Given instruction: Edit the material starting at the line that contains "Mark one point on every instance of the train window" and ending at its last line, changing "mattress" to "sleeping pad" and leaving everything else as it is.

(Extracted records)
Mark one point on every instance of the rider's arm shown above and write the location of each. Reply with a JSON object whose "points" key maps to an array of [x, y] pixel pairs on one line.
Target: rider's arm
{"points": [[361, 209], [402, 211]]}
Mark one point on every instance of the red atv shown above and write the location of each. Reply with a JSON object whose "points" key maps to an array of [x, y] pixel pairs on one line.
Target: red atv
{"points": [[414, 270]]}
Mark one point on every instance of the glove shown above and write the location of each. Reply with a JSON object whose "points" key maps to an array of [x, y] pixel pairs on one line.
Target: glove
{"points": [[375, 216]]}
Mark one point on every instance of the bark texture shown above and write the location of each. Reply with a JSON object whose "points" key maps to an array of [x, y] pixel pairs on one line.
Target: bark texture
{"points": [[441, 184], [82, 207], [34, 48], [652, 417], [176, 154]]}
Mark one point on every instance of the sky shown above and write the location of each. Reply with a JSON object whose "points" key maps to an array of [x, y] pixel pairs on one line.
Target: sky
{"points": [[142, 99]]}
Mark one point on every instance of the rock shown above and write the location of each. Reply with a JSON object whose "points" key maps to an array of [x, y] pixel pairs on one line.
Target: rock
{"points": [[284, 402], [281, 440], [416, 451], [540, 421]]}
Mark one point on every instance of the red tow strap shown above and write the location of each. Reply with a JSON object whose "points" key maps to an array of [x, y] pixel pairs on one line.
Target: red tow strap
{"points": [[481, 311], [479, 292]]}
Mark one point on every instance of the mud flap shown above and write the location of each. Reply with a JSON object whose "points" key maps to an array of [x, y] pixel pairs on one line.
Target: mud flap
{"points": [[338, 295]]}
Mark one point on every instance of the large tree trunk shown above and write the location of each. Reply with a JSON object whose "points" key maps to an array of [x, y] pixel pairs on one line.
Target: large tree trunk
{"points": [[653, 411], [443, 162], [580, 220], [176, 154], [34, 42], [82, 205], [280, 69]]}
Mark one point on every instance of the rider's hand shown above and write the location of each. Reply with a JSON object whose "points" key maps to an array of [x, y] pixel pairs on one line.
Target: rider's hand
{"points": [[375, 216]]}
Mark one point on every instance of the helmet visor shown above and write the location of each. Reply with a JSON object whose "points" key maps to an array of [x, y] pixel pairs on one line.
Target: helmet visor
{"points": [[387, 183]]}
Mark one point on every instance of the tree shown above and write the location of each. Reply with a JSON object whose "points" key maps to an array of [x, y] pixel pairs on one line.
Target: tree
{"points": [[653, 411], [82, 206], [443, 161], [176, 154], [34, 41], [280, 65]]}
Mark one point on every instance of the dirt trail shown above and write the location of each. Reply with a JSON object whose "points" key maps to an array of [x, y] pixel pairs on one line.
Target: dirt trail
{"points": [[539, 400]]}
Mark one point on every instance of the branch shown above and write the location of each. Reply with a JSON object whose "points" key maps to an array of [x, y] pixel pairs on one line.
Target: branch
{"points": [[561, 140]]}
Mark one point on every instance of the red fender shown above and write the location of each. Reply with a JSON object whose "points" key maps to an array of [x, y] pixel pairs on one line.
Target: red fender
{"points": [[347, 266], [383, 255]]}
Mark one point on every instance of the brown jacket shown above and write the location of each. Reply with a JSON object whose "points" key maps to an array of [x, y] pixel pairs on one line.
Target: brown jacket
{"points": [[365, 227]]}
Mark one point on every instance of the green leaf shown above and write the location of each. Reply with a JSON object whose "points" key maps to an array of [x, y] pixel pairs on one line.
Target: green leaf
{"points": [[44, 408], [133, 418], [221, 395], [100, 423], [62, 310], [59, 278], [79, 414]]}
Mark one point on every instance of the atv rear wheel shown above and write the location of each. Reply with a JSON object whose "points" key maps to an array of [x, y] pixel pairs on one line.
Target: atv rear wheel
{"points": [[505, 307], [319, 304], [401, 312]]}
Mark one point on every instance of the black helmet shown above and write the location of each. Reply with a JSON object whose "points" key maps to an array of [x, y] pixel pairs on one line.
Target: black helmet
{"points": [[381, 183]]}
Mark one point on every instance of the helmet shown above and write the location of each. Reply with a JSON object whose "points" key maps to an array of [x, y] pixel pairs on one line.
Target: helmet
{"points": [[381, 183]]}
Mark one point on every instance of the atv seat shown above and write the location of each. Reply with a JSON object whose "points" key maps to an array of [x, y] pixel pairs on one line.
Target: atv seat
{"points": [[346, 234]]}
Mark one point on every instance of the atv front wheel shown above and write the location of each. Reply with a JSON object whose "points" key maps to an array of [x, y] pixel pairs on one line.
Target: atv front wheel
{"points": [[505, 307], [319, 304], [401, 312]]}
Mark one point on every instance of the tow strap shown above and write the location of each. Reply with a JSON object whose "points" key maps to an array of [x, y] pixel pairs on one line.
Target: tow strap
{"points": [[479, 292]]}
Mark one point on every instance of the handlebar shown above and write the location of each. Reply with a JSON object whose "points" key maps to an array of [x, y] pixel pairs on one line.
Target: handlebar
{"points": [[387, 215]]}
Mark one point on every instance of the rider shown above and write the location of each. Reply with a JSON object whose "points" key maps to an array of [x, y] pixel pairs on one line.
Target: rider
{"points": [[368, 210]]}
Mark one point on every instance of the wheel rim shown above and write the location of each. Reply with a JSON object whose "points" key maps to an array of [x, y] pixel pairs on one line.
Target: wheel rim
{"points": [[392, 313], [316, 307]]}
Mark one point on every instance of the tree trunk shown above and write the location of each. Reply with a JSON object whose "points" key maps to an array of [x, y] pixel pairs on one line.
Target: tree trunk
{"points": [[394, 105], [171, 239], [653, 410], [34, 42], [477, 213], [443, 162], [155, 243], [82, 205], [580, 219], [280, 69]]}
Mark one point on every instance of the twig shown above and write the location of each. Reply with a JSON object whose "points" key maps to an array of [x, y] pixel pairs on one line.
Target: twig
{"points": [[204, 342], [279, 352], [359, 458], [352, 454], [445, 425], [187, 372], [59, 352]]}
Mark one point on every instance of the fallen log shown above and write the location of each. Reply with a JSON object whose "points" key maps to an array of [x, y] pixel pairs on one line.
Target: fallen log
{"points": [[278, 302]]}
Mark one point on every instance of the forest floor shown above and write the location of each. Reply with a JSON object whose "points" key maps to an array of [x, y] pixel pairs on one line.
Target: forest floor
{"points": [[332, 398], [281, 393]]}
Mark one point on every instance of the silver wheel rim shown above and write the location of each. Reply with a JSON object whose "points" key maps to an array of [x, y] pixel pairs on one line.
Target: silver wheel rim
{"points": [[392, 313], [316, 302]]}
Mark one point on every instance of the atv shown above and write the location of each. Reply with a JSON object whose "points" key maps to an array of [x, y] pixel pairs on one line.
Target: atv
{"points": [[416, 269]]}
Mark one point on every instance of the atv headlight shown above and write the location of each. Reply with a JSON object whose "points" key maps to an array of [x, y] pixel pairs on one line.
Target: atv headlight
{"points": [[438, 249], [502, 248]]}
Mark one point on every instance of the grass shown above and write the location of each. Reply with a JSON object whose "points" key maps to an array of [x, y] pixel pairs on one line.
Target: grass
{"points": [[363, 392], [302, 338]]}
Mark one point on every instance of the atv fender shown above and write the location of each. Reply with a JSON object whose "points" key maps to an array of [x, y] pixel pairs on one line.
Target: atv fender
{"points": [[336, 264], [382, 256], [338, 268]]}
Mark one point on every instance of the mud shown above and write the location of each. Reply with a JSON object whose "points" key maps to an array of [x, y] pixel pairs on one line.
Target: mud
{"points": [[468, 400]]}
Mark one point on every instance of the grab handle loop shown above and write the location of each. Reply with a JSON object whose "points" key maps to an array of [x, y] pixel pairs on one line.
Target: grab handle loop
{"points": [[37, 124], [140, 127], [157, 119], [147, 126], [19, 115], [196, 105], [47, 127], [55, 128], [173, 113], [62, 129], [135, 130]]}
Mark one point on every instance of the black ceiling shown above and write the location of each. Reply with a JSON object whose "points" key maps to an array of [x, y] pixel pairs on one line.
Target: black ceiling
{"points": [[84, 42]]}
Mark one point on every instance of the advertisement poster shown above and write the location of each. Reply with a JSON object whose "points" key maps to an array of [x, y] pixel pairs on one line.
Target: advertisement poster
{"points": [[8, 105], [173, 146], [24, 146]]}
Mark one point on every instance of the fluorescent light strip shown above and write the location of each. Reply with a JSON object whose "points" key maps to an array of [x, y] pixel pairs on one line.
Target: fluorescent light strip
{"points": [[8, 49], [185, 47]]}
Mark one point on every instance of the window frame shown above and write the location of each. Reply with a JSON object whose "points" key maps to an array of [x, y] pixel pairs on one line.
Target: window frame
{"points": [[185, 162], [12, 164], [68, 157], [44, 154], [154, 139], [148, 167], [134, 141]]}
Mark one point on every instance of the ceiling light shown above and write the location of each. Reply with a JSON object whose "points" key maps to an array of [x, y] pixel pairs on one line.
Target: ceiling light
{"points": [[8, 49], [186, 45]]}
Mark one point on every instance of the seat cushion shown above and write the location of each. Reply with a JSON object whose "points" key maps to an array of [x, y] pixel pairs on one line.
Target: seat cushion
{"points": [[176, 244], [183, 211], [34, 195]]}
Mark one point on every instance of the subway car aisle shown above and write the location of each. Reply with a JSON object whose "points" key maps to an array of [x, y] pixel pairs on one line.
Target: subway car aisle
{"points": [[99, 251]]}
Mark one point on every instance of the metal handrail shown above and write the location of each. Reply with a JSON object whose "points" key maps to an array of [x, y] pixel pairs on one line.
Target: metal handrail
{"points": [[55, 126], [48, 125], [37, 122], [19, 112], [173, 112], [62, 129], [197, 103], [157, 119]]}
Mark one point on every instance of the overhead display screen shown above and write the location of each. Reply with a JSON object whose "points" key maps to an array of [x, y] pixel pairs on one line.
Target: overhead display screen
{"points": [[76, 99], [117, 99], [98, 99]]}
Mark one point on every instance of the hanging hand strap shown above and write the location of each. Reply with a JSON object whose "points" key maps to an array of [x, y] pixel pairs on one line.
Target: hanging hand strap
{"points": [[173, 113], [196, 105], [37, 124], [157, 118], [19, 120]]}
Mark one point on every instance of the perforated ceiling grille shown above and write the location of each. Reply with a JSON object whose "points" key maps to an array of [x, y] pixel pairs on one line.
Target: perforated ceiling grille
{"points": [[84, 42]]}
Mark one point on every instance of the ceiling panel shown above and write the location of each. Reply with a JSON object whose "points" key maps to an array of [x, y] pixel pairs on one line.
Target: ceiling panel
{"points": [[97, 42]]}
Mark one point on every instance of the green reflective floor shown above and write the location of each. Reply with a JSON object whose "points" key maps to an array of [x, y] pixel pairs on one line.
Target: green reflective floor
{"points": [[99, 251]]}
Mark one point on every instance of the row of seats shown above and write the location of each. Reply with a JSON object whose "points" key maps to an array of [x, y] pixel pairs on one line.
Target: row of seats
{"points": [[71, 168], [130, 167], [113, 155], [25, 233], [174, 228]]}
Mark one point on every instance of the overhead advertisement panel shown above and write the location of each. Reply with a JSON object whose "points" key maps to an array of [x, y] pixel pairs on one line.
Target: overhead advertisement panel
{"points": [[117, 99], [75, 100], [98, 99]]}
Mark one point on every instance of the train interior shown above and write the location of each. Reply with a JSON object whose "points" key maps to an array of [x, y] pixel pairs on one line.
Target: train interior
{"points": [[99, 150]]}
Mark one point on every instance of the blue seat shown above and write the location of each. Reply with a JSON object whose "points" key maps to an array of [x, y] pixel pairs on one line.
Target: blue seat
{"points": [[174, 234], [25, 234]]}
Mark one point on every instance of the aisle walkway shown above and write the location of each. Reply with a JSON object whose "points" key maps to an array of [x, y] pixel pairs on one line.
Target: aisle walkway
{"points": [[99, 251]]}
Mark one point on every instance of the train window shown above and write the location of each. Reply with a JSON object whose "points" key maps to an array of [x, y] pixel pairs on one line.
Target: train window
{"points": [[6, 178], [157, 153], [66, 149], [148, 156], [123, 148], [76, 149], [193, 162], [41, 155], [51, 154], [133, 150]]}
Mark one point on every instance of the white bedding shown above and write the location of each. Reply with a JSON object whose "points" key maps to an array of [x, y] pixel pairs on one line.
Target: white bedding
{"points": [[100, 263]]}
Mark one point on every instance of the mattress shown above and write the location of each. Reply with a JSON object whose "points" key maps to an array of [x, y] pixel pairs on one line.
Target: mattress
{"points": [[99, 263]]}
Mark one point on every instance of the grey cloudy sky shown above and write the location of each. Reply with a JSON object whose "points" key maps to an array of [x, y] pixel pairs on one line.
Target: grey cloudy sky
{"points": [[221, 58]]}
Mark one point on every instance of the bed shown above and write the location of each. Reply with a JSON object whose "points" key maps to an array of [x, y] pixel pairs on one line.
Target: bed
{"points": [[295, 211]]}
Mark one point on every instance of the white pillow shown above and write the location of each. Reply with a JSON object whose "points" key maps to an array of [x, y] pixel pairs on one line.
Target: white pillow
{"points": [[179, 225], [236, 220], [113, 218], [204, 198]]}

Written solution:
Mark one point on every instance of the train window shown above and write the location of each. Reply with a JSON object whose "points" key maps to an array of [x, y] pixel pairs on one line.
Target: train window
{"points": [[6, 178], [157, 153], [66, 149], [148, 156], [123, 148], [76, 149], [193, 162], [41, 155], [51, 154], [133, 150]]}
Mark one point on every instance of the white bedding shown above and write the location of each. Reply with a JSON object whose "points" key maps to an array of [x, y] pixel pairs on one line.
Target: white bedding
{"points": [[100, 263]]}
Mark one point on every instance of the sleeping pad shown above and write the location of each. Reply with a JSON object whose "points" key maps to an array of [x, y] pixel pairs on one line.
Target: sleeping pad
{"points": [[99, 263]]}
Mark one point on every instance of the grey cloudy sky shown above and write the location of each. Reply with a JSON object whose "points" key maps to an array of [x, y] pixel pairs on one line.
Target: grey cloudy sky
{"points": [[221, 58]]}
Mark one point on every instance of the bed shown above and write the location of each. Reply with a JSON object whose "points" key maps to an array of [x, y] pixel pairs on one line.
Target: bed
{"points": [[295, 211]]}
Mark one point on every instance of the white pillow shown above and write the location of each. Reply with a JSON object whose "points" key maps to an array of [x, y] pixel pairs on one line.
Target: white pillow
{"points": [[179, 225], [236, 220], [113, 218], [204, 198]]}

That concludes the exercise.